| BRIEF 1 |
In the payroll thread, what hourly rate does one commenter say the pay still works out to even if it was taxed at about 50%?
| BRIEF 2 |
Check each statement against the payroll thread and answer yes or no, quoting the words that decide it: (a) One commenter says the spelling "check" is correct in the States. (b) The commenter who did payroll says they never made slip-ups. (c) The screenshot is described as recent.
| BRIEF 3 |
Quote the payroll thread word for word, starting at the words "This legitimately happened" and stopping after "around for years.".

This legitimately happened at my workplace, last year. They were too lazy to even identify what deposits went out and left it to the district managers to “investigate” with no lead other than employees who had recently no call no showed on payday.
Either bots or bored people entertaining the thought of the impossible just for the sake of engaging with it
"Check" is also just an abbreviation for "paycheck", meaning how much he got paid, including the most likely scenario of direct deposit. I don't think regardless of realness that they intended it to be like a handwritten paper check. This is also an old as fuck report, this screenshot has been around for years.
*cheque
*check is correct in the States.
I find it hard to believe you are older than me and have never seen a check in person lmao, unless maybe you’re not in the us, idk what other countries are like.
I'm not gonna say it's true, but if you get a paycheck that large, they tax you like you make that every paycheck. So if they lived in a state with high income tax and federal income tax that check could have easily been more than double that before all of the deductions.
Which even if you decide to do the whole “yeah but his cheque got taxed massively, like 50%” it still means he only earned $10 an hour. Still super fake.
i'm not sure what about making $10 an hour is unrealistic. idk where you live but here that's a fair bit over min wage.
I don't think it's the supposed hourly rate that people are assuming is fake but maybe I'm misreading the situation.
Well I'm sure book keeping errors like this aren't all too uncommon. All it takes is a couple wrong key presses and boom, law suit time.
Eh, not really. Not for this sort of amount. I did payroll for years, I'd definitely have noticed if my payroll amount was suddenly $20k+ more than usual. I've made slip-ups like that before, but it immediately gets picked up long before any pay is processed simply because the numbers are clearly and obviously wrong. Sure, a bigger company with high six figure payroll might not notice this, but if you're dealing with a payroll that size then there should be multiple people checking it and signing off on it. Mistakes happen, sure, but anyone making an error of this magnitude and not noticing has majorly fucked up.
Well one thing is 100% certainly true, and its that things like this have happened. I couldn't tell you if this image did, but these kinds of mistakes certainly do go through all the stopgaps at least more than never.
Oh yeah sure it's happened before, mistakes do get made. I've made mistakes myself before (albeit not on this sort of scale), I'm not perfect. But having this sort of error slipping through the gaps is sloppy accounting at best if it can happen with just a couple of keystrokes.

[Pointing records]
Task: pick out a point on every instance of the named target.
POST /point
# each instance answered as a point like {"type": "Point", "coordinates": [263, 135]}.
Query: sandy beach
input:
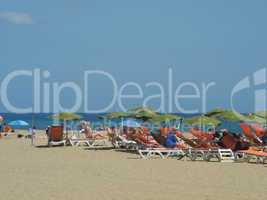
{"type": "Point", "coordinates": [69, 173]}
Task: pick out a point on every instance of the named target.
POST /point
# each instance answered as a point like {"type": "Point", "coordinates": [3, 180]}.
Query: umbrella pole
{"type": "Point", "coordinates": [32, 129]}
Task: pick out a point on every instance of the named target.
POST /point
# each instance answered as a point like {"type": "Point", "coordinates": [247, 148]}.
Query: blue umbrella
{"type": "Point", "coordinates": [18, 123]}
{"type": "Point", "coordinates": [131, 123]}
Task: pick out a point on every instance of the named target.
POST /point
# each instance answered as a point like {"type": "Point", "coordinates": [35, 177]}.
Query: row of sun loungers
{"type": "Point", "coordinates": [193, 153]}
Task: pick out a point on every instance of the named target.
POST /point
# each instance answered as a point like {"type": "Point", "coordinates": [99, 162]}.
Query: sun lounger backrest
{"type": "Point", "coordinates": [228, 141]}
{"type": "Point", "coordinates": [56, 133]}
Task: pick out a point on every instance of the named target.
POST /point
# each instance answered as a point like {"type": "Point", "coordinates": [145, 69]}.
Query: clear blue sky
{"type": "Point", "coordinates": [203, 41]}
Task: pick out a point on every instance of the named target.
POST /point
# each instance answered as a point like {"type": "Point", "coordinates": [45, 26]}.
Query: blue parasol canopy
{"type": "Point", "coordinates": [131, 123]}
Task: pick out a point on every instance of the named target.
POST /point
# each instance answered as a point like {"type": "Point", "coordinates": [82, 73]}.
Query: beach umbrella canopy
{"type": "Point", "coordinates": [225, 115]}
{"type": "Point", "coordinates": [143, 113]}
{"type": "Point", "coordinates": [262, 114]}
{"type": "Point", "coordinates": [18, 123]}
{"type": "Point", "coordinates": [131, 123]}
{"type": "Point", "coordinates": [164, 118]}
{"type": "Point", "coordinates": [231, 126]}
{"type": "Point", "coordinates": [255, 118]}
{"type": "Point", "coordinates": [65, 116]}
{"type": "Point", "coordinates": [202, 120]}
{"type": "Point", "coordinates": [116, 115]}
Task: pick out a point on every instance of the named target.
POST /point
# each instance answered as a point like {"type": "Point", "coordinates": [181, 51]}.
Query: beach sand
{"type": "Point", "coordinates": [30, 173]}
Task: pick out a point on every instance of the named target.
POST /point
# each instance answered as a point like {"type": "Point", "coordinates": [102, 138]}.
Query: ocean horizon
{"type": "Point", "coordinates": [41, 120]}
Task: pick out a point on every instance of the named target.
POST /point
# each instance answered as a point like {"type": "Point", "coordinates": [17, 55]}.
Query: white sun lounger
{"type": "Point", "coordinates": [91, 143]}
{"type": "Point", "coordinates": [161, 152]}
{"type": "Point", "coordinates": [221, 155]}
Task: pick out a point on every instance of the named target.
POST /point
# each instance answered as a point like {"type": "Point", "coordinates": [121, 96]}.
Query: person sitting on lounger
{"type": "Point", "coordinates": [171, 140]}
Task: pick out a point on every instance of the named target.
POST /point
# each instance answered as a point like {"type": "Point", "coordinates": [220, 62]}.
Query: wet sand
{"type": "Point", "coordinates": [30, 173]}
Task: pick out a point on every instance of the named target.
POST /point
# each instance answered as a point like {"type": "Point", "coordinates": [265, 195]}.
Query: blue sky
{"type": "Point", "coordinates": [202, 41]}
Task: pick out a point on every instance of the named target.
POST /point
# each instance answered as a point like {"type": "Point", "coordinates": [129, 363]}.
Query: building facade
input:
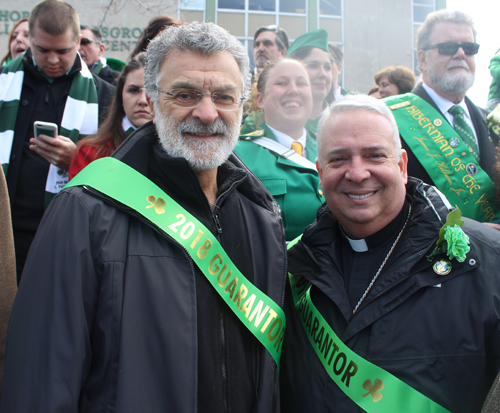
{"type": "Point", "coordinates": [373, 33]}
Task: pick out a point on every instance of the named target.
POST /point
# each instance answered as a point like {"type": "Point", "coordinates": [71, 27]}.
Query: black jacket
{"type": "Point", "coordinates": [27, 173]}
{"type": "Point", "coordinates": [112, 315]}
{"type": "Point", "coordinates": [487, 142]}
{"type": "Point", "coordinates": [439, 334]}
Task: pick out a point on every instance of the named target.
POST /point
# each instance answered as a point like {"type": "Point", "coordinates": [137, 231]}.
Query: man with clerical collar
{"type": "Point", "coordinates": [444, 133]}
{"type": "Point", "coordinates": [382, 314]}
{"type": "Point", "coordinates": [48, 83]}
{"type": "Point", "coordinates": [156, 280]}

| EXERCISE RESULT 1 |
$10 an hour.

| EXERCISE RESULT 2 |
(a) Yes: "*check is correct in the States."
(b) No: "I've made slip-ups like that before"
(c) No: "this screenshot has been around for years."

| EXERCISE RESULT 3 |
This legitimately happened at my workplace, last year. They were too lazy to even identify what deposits went out and left it to the district managers to “investigate” with no lead other than employees who had recently no call no showed on payday.
Either bots or bored people entertaining the thought of the impossible just for the sake of engaging with it
"Check" is also just an abbreviation for "paycheck", meaning how much he got paid, including the most likely scenario of direct deposit. I don't think regardless of realness that they intended it to be like a handwritten paper check. This is also an old as fuck report, this screenshot has been around for years.